**AIM:**
Copy out all of the entries below with "pin" replaced by "mark" and nothing else changed. Don't include the pictures.

**ENTRIES SUPPLIED:**

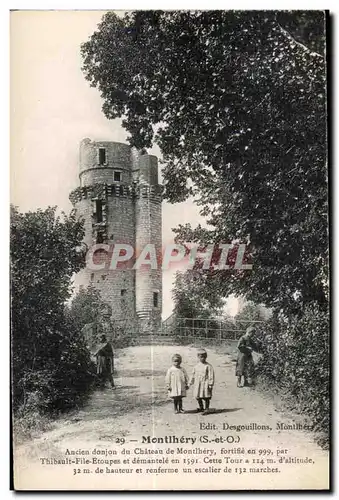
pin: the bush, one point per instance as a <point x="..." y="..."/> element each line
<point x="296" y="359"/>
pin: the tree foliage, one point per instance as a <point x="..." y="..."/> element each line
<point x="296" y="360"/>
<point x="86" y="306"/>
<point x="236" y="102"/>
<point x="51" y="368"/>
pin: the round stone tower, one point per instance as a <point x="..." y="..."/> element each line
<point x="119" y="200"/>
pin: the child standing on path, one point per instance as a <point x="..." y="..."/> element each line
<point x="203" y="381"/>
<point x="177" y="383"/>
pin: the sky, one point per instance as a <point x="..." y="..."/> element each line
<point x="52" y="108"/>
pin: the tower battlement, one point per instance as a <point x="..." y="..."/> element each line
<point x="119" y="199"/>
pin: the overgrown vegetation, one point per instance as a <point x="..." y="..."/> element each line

**OUTPUT FOR THIS EXERCISE:**
mark: the bush, one point per instance as a <point x="..." y="..."/> element each line
<point x="296" y="359"/>
mark: the tree foliage, one point per instance as a <point x="..." y="..."/> element each line
<point x="296" y="360"/>
<point x="86" y="306"/>
<point x="236" y="102"/>
<point x="51" y="368"/>
mark: the round stone tower, one point per instance as a <point x="..." y="..."/> element each line
<point x="119" y="200"/>
mark: the child standing on path, one point per instance as a <point x="..." y="..."/> element each line
<point x="203" y="381"/>
<point x="177" y="383"/>
mark: the sky, one point per instance as a <point x="..." y="..."/> element each line
<point x="52" y="108"/>
mark: the tower battlement, one point per instance as a <point x="..." y="..."/> element each line
<point x="119" y="199"/>
mark: the overgrown vegetation, one point per instance as a <point x="..." y="..."/> element each line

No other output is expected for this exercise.